Continue the first-person account of losing a father to suicide, picking up after its final sentence.

EXTRACTED TEXT:
- Opening Delimiter -
Other People's Stories
I was 18 when dad died. It was just over 6 years ago and he died from suicide. I was in my first year of uni. I tried to keep studying but I couldn't so I took a few months off and went back the next year. I finished my degree now and I think I'll do some more study.
I still don't like talking about it. Some people avoid me but some people want to talk to me but mostly I don't know what to say. I wonder why he did it. I'm angry that he left us - that's the thing I have most - I'm angry. Angry at what he did, that he hurt mum and his parents and my brother and sister. But I'm not as angry now as I was.
Sometimes I was angry with the doctors, mum tried to get him into hospital but they said he was OK and he didn't need to be in hospital. Sometimes I was angry with mum because they used to fight; I was angry with my older sister because she had some drug problems; and I was angry with myself for not going home to visit mum and dad more and for a whole lot of things.
He phoned me the day before he did it and asked me if I wanted to go to the footy with him. I said no. I had exams and wanted to study. I go over that phone call and think I should have said yes. I don't think any more that it would have stopped him, but at least I would have had more time with him, another day.
I couldn't talk to my family about it at the beginning. I was too angry and I think I was confused and I just thought someone was to blame - dad or me or mum or my sister. I don't think like that now but I did and I couldn't say it to anyone.
My dad's brother did it, killed himself, before I was born, so that's why I'm angry with him too. He could see how bad that was and he still did it. Everything turns to shit and everybody feels bad and no-one knows what to do. And now I worry that sometimes I won't be able to cope with life too and that I'll do it.
- Closing Delimiter -
EXTRACTED INFORMATION:
- Opening Delimiter -
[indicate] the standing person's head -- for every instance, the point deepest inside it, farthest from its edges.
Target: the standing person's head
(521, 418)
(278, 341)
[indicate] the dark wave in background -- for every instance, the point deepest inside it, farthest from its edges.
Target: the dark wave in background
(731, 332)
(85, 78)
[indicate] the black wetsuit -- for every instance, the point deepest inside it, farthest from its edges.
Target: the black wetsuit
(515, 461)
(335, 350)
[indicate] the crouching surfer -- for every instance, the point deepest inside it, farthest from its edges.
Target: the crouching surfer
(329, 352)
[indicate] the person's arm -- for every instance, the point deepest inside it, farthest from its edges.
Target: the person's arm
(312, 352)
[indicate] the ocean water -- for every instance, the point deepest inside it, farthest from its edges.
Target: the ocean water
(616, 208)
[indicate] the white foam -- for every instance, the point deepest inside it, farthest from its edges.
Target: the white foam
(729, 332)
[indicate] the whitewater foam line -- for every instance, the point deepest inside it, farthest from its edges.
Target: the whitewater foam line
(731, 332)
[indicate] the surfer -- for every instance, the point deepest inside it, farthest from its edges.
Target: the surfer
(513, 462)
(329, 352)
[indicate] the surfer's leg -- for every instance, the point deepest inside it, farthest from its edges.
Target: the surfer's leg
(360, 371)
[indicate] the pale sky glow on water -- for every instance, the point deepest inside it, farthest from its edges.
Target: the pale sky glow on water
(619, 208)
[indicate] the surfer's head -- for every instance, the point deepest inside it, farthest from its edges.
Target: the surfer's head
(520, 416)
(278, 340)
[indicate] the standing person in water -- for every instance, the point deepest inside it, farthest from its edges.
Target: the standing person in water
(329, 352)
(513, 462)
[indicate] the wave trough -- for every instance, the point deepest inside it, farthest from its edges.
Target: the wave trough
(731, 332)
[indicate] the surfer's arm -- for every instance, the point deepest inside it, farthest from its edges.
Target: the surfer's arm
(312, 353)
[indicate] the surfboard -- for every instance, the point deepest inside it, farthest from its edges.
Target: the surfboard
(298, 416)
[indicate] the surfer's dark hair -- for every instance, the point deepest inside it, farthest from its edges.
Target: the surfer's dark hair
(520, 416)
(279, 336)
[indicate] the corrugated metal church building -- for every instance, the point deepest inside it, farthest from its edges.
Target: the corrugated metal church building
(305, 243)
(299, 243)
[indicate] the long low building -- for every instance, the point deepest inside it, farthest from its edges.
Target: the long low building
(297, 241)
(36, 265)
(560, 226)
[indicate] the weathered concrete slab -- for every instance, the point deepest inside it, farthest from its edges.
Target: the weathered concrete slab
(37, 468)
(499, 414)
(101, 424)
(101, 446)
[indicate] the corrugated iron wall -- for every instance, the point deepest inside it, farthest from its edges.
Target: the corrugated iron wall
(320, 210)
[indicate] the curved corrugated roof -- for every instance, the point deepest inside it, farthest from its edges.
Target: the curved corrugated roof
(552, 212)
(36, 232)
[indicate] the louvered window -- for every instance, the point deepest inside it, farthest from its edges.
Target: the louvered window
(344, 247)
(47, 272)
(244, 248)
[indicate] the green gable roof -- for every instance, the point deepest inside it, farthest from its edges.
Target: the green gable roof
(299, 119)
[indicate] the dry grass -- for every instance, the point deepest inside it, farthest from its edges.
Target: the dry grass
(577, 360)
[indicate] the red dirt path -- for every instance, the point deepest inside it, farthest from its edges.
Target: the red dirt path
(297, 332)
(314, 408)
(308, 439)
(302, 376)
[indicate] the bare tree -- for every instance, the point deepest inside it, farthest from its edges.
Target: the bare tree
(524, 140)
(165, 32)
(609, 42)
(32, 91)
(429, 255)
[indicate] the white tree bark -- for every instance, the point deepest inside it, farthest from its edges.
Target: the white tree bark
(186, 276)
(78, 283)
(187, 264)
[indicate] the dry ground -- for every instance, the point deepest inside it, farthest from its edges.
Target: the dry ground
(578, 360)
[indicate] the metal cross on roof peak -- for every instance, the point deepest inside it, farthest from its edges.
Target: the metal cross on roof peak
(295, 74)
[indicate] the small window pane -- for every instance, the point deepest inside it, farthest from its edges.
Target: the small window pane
- Closing Delimiter -
SOLVED EXERCISE:
I used to hate it when mum cried and I hated it when my sister cried, I'd just want them to stop. I would feel bad and not know what to do. It was too much.
Being with some of my friends helped, being around my grandparents helped. Being with my brother helped, I used to worry about him. I worked part-time in a local shop and the manager was good and that helped. I kept on working. Drinking a lot didn't help, but I did it for a while anyway - but it didn't help.
I've got a girlfriend now which helps. Her brother died years ago, from asthma, so she kind of gets how it is.I talk to my mum more now, and my brother and sister. I see them most weeks and we meet up for his birthday and the anniversary. I wasn't into this when it first happened, but it's OK now. At least we can be together now and not all feel really bad. And we can talk about dad now and things he did and how he was and funny stuff and we laugh. I thought we might not laugh ever again but we do. We all still miss him though.